Task instructions
Write the entries below again, precisely as they appear.

[Task input — start]

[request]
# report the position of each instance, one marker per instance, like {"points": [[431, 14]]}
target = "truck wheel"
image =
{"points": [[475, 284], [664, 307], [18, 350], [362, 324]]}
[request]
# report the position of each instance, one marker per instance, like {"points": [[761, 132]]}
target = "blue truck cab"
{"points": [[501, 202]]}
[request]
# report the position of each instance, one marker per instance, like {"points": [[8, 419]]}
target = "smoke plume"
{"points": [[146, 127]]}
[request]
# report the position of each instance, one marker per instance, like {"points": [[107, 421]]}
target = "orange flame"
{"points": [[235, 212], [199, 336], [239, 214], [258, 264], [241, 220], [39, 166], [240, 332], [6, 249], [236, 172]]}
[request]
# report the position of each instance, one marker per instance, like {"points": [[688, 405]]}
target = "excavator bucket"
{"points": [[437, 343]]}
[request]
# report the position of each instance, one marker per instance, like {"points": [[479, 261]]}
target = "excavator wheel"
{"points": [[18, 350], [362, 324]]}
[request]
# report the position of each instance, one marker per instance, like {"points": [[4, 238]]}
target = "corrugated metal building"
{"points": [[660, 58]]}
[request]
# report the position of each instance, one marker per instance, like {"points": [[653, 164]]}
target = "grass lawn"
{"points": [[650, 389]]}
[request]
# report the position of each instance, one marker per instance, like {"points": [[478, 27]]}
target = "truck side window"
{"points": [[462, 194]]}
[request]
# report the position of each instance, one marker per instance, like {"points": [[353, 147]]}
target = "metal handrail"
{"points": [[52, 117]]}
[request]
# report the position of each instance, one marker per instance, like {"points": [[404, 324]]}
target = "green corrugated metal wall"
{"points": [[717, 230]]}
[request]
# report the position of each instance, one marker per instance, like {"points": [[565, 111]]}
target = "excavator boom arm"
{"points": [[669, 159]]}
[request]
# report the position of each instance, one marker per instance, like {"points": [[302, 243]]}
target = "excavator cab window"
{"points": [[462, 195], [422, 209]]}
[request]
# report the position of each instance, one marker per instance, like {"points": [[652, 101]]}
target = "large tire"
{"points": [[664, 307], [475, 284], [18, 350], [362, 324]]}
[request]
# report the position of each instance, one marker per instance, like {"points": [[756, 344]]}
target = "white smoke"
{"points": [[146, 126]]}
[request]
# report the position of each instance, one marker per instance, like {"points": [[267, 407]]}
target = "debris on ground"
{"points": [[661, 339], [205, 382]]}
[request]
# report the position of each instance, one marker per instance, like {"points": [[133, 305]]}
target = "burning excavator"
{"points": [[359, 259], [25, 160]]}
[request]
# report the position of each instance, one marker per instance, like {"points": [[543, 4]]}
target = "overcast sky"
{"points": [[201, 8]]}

[Task input — finish]

Response to the task
[request]
# report the position of each instance, one marker per instance, like {"points": [[431, 14]]}
target = "truck wheel"
image =
{"points": [[475, 284], [664, 307], [18, 350], [362, 324]]}
[request]
# report the position of each instance, one marker per instance, like {"points": [[761, 132]]}
target = "blue truck cab"
{"points": [[501, 202]]}
[request]
# report the position of each instance, one marker per instance, like {"points": [[8, 419]]}
target = "smoke plume"
{"points": [[146, 127]]}
[request]
# report the position of each instance, one marker per instance, like {"points": [[107, 421]]}
target = "orange flame"
{"points": [[235, 212], [199, 336], [239, 214], [258, 264], [241, 220], [39, 166], [240, 332], [6, 249], [236, 172]]}
[request]
# report the position of each instance, one marker per instance, like {"points": [[688, 405]]}
target = "excavator bucket"
{"points": [[437, 343]]}
[request]
# report the position of each instance, one marker per instance, like {"points": [[479, 261]]}
target = "excavator wheel"
{"points": [[18, 350], [362, 324]]}
[request]
# report the position of each instance, one marker per instance, like {"points": [[4, 238]]}
target = "corrugated metal building"
{"points": [[660, 58]]}
[request]
# report the position of each instance, one marker per instance, like {"points": [[653, 164]]}
target = "grass lawn"
{"points": [[650, 389]]}
[request]
# report the position of each instance, one marker per instance, like {"points": [[478, 27]]}
target = "truck side window"
{"points": [[462, 194]]}
[request]
# report the position of each instance, one marker per instance, like {"points": [[353, 147]]}
target = "metal handrail"
{"points": [[52, 117]]}
[request]
# report the position of each instance, one marker per instance, like {"points": [[404, 324]]}
target = "green corrugated metal wall"
{"points": [[717, 230]]}
[request]
# report the position of each instance, one marker per instance, like {"points": [[565, 111]]}
target = "excavator boom arm"
{"points": [[669, 159]]}
[request]
# report the position of each instance, one marker per instance, like {"points": [[302, 243]]}
target = "excavator cab window"
{"points": [[462, 195], [422, 209]]}
[request]
# report the position of each instance, one marker per instance, like {"points": [[652, 101]]}
target = "large tire"
{"points": [[664, 307], [475, 284], [18, 350], [362, 324]]}
[request]
# report the position of each instance, one marker per instance, like {"points": [[756, 344]]}
target = "white smoke"
{"points": [[146, 126]]}
[request]
# report the position of each instance, one marker per instance, like {"points": [[267, 407]]}
target = "debris on ground"
{"points": [[661, 339], [205, 382]]}
[request]
# report the position of each instance, one marker per instance, like {"points": [[133, 305]]}
target = "burning excavator"
{"points": [[359, 259], [25, 160]]}
[request]
# report the position of each instance, one marker per instance, like {"points": [[543, 4]]}
target = "overcast sky"
{"points": [[201, 8]]}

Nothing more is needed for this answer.